EXERCISE SET:
a - Translate the sentence "You can almost hear DeForest Kelley and Leonard Nimoy." from the Star Trek comic review into Spanish.
b - Copy the part of the Star Trek comic review between "Long story short, Spock" and "that planet’s liberation.", inclusive, character for character.

PASSAGE SHOWN:
-- -- --
It fits like an old glove. You can almost hear DeForest Kelley and Leonard Nimoy. (And no dopey accents!)

Another complaint I have with this first half is that moments are carved out for the most minor of minor characters among the original Enterprise crew. This is one of the things I always hated in the Next Generation movies: Getting our story derailed so that lesser characters we don’t give a rat’s ass about could get some time under the lights. I’m looking at you, Beverly Crusher and Deanna Troi. This pattern is an unwelcome addition to the original crew’s comic, and unjustifiable since there are no actors making demands for a chunk of the pie. I mean, DOCTOR M’BENGA gets a page here, and it does nothing to move the story forward. But hey, we get a chance to wave and say hi, so that’s fantastic. Mazel. And who hasn’t wanted a dose of the Transporter Tao of Lieutenant Kyle?:

Long story short, Spock and McCoy themselves beam down to he planet to rescue their comrades, and Kirk and Chekov in turn lay the seeds for the Modalan good guys to triumph over their oppressors. This all feeds into the later Enterprise-D reprise, as McCoy is invited to tag along with the new crew to now Federation member Modala to help commemorate the 100 year anniversary of the events of the first series, which spawned that planet’s liberation.
-- -- --
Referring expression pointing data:
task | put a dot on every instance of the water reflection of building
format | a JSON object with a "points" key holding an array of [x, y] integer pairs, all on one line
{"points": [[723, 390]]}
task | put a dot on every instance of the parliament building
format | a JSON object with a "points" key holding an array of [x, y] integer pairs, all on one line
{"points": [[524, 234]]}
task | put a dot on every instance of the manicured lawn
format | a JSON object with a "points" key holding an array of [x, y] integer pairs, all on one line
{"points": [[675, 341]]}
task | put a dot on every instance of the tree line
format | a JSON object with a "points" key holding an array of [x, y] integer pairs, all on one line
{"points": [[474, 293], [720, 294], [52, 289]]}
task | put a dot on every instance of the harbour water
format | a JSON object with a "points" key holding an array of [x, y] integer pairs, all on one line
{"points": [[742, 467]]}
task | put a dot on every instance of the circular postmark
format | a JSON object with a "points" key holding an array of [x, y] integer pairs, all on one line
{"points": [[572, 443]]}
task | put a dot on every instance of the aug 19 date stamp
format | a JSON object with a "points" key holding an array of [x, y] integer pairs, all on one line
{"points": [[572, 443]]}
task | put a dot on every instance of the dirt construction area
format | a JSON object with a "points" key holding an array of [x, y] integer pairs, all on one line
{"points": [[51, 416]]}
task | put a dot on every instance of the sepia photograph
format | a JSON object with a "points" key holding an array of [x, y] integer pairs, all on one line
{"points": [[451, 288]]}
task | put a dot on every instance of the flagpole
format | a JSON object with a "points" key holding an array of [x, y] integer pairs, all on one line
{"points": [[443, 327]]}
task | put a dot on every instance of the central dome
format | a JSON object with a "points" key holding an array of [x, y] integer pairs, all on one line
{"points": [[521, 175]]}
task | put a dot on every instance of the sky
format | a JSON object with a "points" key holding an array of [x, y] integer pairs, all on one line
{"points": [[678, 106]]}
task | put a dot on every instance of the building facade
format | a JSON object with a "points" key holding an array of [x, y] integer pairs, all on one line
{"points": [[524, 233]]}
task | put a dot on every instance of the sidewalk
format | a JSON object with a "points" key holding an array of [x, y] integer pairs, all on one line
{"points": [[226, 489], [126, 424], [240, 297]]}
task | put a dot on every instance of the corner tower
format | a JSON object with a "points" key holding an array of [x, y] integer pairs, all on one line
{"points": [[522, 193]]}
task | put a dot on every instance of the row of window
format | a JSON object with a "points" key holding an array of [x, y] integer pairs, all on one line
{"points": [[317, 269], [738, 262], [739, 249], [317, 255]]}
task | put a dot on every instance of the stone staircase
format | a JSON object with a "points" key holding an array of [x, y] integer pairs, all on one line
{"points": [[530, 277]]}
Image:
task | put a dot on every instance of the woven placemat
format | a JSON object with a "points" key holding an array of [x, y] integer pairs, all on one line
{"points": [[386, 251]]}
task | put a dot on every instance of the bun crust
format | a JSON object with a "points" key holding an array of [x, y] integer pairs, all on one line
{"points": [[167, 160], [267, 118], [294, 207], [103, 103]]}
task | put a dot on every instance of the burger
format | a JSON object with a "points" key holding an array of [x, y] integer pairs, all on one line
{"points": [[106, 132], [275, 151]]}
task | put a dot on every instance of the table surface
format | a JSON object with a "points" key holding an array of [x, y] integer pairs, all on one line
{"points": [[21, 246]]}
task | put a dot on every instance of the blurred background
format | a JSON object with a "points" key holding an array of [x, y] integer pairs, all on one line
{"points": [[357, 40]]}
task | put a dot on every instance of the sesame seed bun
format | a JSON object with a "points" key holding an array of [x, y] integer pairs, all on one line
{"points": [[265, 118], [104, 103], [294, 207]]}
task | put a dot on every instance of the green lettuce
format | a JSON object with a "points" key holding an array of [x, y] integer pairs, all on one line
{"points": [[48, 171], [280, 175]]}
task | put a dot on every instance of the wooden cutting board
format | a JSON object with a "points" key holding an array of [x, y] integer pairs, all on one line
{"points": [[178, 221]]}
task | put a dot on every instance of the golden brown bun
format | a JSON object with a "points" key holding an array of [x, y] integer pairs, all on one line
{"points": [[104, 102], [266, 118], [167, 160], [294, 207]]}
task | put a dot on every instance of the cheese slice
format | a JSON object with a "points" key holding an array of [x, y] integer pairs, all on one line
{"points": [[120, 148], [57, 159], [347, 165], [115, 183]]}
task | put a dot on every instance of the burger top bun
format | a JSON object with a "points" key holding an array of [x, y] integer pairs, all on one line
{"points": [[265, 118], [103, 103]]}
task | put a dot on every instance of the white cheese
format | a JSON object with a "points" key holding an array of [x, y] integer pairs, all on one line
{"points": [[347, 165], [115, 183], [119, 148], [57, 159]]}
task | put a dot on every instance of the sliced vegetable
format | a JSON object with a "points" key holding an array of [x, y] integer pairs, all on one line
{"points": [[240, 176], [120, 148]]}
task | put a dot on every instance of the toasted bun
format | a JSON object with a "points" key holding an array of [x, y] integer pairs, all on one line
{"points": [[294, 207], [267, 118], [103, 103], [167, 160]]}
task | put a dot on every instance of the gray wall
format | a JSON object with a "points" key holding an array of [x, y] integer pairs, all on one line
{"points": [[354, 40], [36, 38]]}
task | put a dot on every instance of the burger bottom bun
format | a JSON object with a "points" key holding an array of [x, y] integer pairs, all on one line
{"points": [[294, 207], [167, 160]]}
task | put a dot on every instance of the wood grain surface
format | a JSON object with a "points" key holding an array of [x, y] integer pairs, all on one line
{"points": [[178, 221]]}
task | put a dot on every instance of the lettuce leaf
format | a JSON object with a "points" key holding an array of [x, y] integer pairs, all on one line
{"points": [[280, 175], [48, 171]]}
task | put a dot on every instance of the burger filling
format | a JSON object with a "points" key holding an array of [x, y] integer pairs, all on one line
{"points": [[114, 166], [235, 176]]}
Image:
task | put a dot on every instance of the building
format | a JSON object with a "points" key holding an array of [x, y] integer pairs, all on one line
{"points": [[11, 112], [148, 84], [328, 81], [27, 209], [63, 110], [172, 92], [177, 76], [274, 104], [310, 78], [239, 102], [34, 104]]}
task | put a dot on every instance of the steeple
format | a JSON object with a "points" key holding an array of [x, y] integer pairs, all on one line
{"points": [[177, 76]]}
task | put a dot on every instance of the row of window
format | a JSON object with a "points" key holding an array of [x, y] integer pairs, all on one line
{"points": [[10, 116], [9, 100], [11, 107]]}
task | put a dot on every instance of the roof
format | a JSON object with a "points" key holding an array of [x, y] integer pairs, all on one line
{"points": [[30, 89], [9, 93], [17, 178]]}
-- -- --
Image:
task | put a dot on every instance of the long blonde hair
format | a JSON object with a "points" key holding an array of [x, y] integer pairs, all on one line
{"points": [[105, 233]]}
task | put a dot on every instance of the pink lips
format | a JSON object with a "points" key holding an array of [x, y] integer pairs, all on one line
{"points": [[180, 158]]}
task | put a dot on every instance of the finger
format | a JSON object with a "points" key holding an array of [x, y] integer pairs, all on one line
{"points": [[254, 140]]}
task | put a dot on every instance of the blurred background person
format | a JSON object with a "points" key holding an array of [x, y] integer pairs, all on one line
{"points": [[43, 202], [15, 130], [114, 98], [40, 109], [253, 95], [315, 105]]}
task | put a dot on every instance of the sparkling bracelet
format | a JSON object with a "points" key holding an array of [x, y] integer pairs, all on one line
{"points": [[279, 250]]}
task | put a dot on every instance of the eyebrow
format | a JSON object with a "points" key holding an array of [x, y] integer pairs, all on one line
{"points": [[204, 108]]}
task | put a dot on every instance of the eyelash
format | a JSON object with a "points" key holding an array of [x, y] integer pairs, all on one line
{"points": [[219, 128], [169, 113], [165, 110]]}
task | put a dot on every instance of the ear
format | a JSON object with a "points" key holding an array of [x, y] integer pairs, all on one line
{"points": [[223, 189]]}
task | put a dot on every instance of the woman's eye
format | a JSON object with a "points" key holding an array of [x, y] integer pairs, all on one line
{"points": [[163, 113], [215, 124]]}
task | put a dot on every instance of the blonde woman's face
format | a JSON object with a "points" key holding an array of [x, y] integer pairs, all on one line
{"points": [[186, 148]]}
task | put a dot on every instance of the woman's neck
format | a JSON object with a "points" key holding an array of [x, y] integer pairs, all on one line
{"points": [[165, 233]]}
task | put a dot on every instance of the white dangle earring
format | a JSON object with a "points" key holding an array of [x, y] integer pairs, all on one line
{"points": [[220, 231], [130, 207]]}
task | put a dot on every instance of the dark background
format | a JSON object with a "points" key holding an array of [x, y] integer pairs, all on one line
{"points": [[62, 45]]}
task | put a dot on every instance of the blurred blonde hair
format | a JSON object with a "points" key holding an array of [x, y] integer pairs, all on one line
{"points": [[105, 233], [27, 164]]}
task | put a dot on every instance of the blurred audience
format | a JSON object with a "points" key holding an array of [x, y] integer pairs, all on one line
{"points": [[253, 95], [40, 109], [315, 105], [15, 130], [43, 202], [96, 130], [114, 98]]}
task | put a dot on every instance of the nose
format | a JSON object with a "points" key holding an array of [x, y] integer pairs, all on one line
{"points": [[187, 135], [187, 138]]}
-- -- --
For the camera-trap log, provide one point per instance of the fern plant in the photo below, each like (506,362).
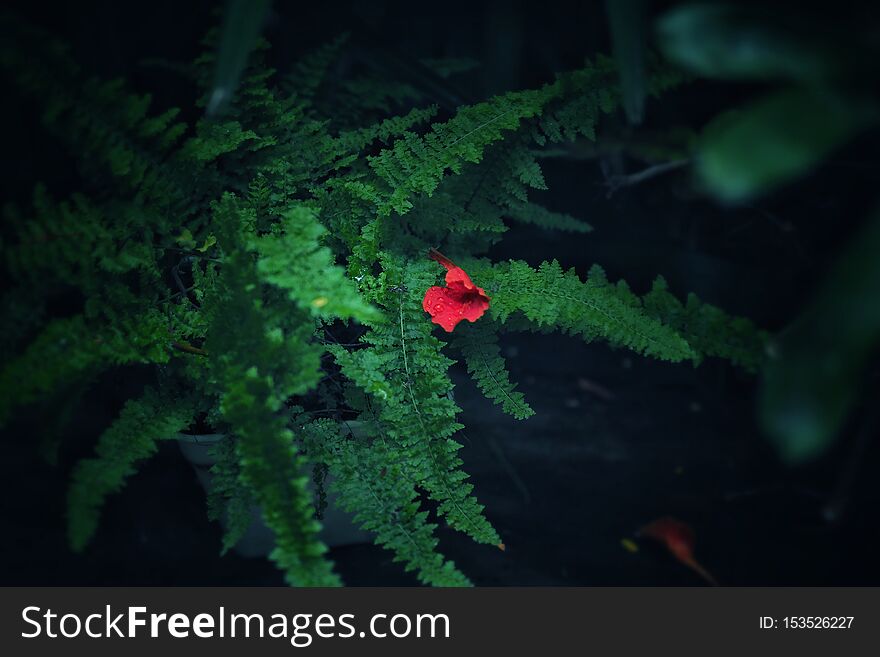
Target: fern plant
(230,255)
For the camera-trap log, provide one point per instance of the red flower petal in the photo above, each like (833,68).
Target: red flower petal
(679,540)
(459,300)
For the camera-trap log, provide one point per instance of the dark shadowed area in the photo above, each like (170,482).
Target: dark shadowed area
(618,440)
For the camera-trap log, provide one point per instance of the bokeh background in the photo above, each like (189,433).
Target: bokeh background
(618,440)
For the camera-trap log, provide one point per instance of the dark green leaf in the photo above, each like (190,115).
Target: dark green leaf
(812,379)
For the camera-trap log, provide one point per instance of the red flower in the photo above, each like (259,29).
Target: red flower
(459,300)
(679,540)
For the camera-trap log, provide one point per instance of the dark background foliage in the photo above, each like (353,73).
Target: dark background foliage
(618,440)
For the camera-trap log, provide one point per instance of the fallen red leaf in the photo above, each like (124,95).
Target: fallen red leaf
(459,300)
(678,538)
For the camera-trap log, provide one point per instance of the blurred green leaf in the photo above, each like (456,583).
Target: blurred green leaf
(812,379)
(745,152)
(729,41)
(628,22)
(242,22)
-- -- --
TASK-BY-TASK SOLUTIONS:
a - Casi se puede oír a DeForest Kelley y a Leonard Nimoy.

b -
Long story short, Spock and McCoy themselves beam down to he planet to rescue their comrades, and Kirk and Chekov in turn lay the seeds for the Modalan good guys to triumph over their oppressors. This all feeds into the later Enterprise-D reprise, as McCoy is invited to tag along with the new crew to now Federation member Modala to help commemorate the 100 year anniversary of the events of the first series, which spawned that planet’s liberation.